- TEXTE SÉLECTIONNÉ:
- - -

Cérémonies de mariage à Tizi – n’Berber et Aokas :

Publié le par Samir REKIK

Les fêtes de mariage sont, dans la plupart des villages des communes de Tizi – n’Berber et Aokas, de hauts lieux d’accolements pour les jeunes célibataires mariables de la région. Elles constituent, aussi,  l’un des rares endroits où la drague est tolérée, avec « assignation à résidence », en présence des membres de la famille et proches. Les parents, en l’occurrence les mères, d’ailleurs également sur le qui-vive, à l’affût d’une éventuelle belle-fille ou d’un potentiel beau-fils pour leur descendance.

 

Q

uand il ne reste que quelques jours avant le mariage, les deux familles réuniront chacune de leur côté les femmes de leur village pour rouler le couscous. Dans certains villages, ce ne sont que les femmes de la famille qui viendront rouler le couscous. Dans d'autres par contre, c'est une femme par maison. Ainsi le village en entier participera dans cette tâche. C'est avec ce couscous que les familles du mari et mariée prépareront la solennité qui sera servi aux gens du village ainsi qu'aux invités d’autres régions avoisinantes.

A Tizi – n’Berber ou à Aokas, même à Tichy et Souk el tenine, les fêtes, en majorité, se tenaient dans les maisons : il est vrai que la plupart des maisons ont de vastes cours, limité par des clôtures en briques, en sillage ou ifergan, qui permettent de dresser des tables et de recevoir, en même temps, plusieurs dizaines d’invités, même des centaines. Et puis, on peut toujours espérer l’aide des voisins qui n’hésitent pas à prêter leur domicile pour la circonstance.

 

Qui participera, qui ne participera pas ?

Répondre à une invitation de mariage n’est pas toujours désintéressé pour les célibataires des villages : Medkour, Tiboualamine, Taliouine, Tazrourt, Akkar, Ait – Aissa, Ansa... Pour les mères, en général, c’est les plus âgées de leurs filles qui seront autorisé au festin. Ceux qui n’ont pas encore « vu » leur chance y venir … Rencontrer son futur époux, pourquoi pas ? Car les cérémonies sont des moments de sélection pour faire son choix … Les femmes mariables subissent, en général, plus de pression sociale que les hommes. L’horloge tourne et le temps passe. Et quand la trentaine les guette, le temps presse. Elles se retrouvent de plus en plus confrontées au regard et aux remarques des autres. Pis, certaines s’aventurent dans les mariages en espérant faire une rencontre pour échapper à leur sort et ne pas finir vieille fille. Dans pas mal de cérémonies, les plus chanceuses ont été demandées comme épouse lors de la visualisation de cassettes vidéo souvenir. Qui dit mieux ?

- - -

- ENREGISTREMENTS FOURNIS:

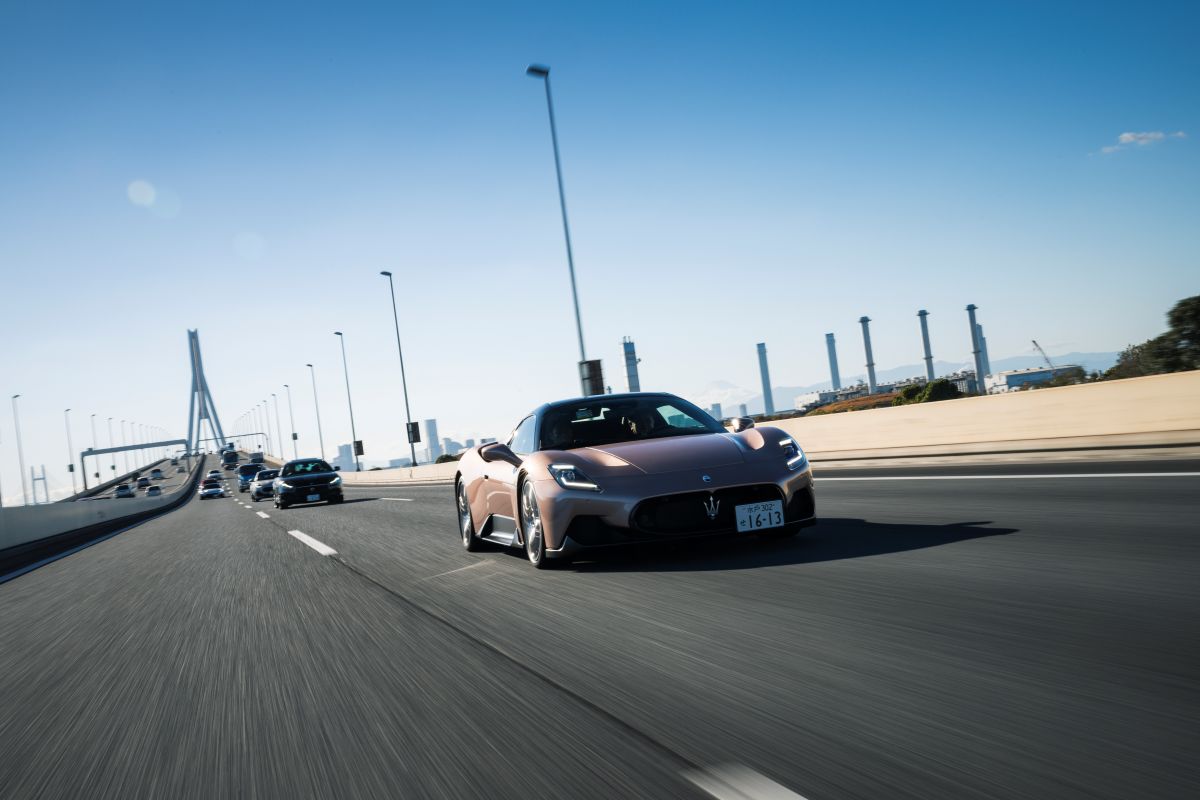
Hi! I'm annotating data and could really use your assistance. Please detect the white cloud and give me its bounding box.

- - -

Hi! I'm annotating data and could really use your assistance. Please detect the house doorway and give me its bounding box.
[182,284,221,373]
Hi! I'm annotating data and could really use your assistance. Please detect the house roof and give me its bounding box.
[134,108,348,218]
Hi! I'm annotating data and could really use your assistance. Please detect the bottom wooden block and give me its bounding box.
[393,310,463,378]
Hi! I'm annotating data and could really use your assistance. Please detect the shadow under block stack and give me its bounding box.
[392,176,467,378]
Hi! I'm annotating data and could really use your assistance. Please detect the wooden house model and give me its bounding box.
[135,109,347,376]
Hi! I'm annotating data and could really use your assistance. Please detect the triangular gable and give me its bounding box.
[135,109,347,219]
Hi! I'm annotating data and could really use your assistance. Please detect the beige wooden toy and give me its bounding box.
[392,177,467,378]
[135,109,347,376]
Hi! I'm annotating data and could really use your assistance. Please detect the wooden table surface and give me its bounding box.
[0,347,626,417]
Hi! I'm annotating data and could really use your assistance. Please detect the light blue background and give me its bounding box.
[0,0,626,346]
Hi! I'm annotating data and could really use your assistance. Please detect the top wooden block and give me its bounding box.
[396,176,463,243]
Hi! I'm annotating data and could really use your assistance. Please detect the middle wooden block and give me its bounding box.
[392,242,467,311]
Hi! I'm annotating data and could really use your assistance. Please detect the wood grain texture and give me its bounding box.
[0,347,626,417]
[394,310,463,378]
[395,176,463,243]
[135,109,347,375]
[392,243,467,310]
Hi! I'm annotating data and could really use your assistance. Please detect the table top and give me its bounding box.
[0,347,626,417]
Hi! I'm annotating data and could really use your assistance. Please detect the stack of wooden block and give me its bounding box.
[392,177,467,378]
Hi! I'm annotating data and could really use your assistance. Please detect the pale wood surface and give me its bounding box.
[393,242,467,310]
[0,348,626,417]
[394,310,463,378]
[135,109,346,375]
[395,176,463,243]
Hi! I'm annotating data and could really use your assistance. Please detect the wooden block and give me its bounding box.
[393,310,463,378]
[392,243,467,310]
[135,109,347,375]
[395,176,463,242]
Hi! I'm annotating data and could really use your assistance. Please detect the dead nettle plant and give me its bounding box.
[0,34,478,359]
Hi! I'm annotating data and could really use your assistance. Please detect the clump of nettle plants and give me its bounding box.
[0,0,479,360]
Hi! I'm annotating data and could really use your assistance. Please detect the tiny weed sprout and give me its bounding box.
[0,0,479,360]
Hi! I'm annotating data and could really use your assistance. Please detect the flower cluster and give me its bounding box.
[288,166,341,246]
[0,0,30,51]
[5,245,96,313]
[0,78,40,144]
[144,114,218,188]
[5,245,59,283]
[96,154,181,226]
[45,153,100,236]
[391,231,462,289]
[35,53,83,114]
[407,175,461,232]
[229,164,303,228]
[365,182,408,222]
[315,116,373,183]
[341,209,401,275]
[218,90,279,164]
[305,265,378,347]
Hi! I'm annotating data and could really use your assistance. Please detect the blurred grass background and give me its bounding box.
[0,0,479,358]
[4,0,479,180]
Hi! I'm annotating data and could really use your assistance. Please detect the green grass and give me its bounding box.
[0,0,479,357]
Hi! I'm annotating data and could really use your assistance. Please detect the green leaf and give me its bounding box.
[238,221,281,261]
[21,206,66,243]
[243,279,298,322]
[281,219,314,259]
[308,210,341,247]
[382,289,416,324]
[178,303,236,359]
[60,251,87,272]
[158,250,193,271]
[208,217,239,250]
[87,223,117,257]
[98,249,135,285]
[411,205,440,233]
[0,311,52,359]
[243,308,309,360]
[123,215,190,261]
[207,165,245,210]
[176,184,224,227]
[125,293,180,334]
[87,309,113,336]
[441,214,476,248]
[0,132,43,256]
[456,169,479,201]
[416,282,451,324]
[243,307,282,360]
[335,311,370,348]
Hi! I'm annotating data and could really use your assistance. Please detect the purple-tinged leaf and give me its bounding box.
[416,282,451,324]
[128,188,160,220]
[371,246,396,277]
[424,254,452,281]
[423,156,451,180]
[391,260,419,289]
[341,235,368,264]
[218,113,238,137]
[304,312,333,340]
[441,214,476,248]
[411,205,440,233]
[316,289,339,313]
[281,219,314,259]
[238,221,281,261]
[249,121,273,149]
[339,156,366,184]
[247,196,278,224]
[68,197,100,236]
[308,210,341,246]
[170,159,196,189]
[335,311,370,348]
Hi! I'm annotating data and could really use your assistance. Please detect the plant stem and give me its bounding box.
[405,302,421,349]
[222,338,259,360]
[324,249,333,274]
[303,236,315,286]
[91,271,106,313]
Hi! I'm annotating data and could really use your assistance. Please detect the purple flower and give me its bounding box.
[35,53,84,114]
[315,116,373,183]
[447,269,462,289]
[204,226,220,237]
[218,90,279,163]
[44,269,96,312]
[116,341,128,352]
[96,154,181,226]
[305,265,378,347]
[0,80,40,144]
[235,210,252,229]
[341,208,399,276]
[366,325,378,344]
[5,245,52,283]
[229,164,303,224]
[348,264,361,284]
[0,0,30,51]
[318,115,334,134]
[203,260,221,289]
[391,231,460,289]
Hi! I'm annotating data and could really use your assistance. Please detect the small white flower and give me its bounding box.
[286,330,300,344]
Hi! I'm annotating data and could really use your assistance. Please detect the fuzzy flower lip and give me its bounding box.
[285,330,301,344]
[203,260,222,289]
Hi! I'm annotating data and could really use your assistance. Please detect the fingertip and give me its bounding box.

- - -

- CONSIGNE DONNÉE:
Pourriez-vous écrire la suite du texte sur les cérémonies de mariage à Tizi – n’Berber et Aokas, en partant de sa dernière phrase ? Les enregistrements ne servent à rien ici.

- RÉPONSE ATTENDUE:
Cependant, la discrétion est toutefois de rigueur devant un parent, voisin autoritaire !!! Et pour cause : tout le monde vous surveille lorsque vous vivotez vos yeux, de gauche à droite et vice versa, à la quête de l’âme sœur, sur le lieu de la chasse avec pour objectif, parfois, d’avoir enfin la bague au doigt...

 

L’ambiance pré – cérémoniale :

Etre le plus beau des beaux et la belle des belles chez les célibataires mariables, telle est l’ambiance pré cérémoniale. Pour les femmes, l’exfoliation de la peau, le maquillage à outrance et une coiffure de princesse sont le strict minimum. La tenue traditionnelle, la robe kabyle, faite sur mesure, est plus que nécessaire. Certaines se parent de leurs plus beaux bijoux (gourmette, collier, bague …) afin de se présenter sous leur meilleur jour et mettre toutes les chances de leur côté pour charmer l’homme de leur vie. Certaines vont même jusqu’à louer des robes ou à en emprunter à des amies.

 

Mariables au qui-vive !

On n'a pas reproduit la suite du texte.